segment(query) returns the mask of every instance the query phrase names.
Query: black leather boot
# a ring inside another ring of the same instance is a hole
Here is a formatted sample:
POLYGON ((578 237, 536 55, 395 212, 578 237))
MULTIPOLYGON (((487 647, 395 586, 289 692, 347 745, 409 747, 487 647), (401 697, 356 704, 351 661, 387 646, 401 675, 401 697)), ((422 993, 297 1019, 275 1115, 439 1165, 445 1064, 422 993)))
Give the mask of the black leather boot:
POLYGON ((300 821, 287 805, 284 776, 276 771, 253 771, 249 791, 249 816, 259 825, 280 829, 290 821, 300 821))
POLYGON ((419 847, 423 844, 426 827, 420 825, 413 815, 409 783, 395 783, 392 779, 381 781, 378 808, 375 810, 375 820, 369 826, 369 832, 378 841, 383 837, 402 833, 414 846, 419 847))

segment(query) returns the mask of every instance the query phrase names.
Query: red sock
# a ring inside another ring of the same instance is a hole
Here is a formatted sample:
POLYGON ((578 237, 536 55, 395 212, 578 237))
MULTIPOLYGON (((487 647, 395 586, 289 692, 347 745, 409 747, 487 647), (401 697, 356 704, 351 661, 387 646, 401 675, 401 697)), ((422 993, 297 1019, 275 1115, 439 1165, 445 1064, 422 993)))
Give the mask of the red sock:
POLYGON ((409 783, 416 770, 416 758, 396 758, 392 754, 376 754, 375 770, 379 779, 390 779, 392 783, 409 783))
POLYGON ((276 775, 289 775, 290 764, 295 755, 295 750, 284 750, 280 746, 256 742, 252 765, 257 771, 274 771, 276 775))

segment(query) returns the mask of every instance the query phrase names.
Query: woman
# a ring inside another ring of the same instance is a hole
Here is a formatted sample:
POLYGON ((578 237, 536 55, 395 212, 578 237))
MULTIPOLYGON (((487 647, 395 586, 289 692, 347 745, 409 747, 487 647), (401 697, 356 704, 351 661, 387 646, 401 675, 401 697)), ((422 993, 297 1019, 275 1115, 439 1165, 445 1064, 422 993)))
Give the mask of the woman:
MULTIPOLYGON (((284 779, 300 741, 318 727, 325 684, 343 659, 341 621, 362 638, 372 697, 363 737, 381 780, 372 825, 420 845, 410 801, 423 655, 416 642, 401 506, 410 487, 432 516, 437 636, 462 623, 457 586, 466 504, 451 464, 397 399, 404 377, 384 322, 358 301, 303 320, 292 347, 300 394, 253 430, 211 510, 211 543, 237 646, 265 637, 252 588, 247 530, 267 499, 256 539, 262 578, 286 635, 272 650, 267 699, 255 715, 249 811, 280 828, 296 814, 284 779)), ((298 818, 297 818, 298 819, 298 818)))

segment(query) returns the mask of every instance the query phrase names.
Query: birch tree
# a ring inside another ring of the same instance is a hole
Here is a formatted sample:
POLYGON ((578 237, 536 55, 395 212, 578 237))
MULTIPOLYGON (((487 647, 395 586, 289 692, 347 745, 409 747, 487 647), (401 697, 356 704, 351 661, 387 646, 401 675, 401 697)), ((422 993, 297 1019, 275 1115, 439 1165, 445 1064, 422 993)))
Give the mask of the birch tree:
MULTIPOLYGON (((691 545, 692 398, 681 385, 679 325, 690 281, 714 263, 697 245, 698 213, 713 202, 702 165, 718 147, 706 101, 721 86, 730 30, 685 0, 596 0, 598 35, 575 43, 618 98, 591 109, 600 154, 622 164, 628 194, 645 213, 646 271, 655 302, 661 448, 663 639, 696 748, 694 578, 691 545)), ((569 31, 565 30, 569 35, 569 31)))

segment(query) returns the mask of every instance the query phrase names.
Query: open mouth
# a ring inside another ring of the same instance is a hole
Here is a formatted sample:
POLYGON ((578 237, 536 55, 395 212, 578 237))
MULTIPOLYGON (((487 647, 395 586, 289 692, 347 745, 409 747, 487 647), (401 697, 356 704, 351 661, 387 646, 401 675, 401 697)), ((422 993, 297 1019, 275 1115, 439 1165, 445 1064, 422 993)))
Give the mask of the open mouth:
......
== What you should do ==
Once you reach the line with "Query: red sock" in the data above, copy it and every line after it exactly, up to and including the line with "Query: birch tree".

== Response ==
Query: red sock
# a ring inside another ring of the same instance is a hole
Here is a formatted sample:
POLYGON ((578 237, 536 55, 395 212, 578 237))
MULTIPOLYGON (((487 647, 395 586, 289 692, 347 745, 409 747, 487 647), (401 697, 356 704, 351 661, 387 646, 401 675, 401 697)), ((422 993, 297 1019, 275 1115, 439 1165, 445 1064, 422 993)))
Give the mask of the red sock:
POLYGON ((409 783, 416 770, 416 758, 396 758, 392 754, 376 754, 375 770, 379 779, 390 779, 392 783, 409 783))
POLYGON ((276 775, 289 775, 290 764, 295 755, 295 750, 284 750, 280 746, 256 742, 252 765, 257 771, 274 771, 276 775))

segment(query) returns the mask of every instance the query phrase names.
Query: woman
# a ring inside another ring of the same instance is a hole
Here is a formatted sample:
POLYGON ((578 237, 536 55, 395 212, 578 237))
MULTIPOLYGON (((487 647, 395 586, 289 692, 347 745, 409 747, 487 647), (401 697, 356 704, 351 661, 387 646, 401 675, 401 697)), ((422 993, 297 1019, 275 1115, 439 1165, 445 1064, 422 993)))
Give the mask of the woman:
MULTIPOLYGON (((284 779, 300 741, 318 727, 325 684, 343 659, 341 621, 362 638, 372 697, 363 737, 381 780, 372 825, 420 845, 410 801, 423 655, 416 642, 401 506, 410 487, 432 516, 437 636, 462 623, 457 586, 466 504, 451 464, 397 399, 404 377, 384 322, 358 301, 303 320, 292 347, 300 394, 253 430, 211 510, 211 543, 237 646, 265 637, 252 588, 247 530, 267 499, 256 539, 262 578, 286 635, 272 650, 267 699, 255 715, 249 811, 280 828, 296 814, 284 779)), ((298 818, 297 818, 298 819, 298 818)))

segment(query) returns the mask of every instance the query phrase names.
Query: birch tree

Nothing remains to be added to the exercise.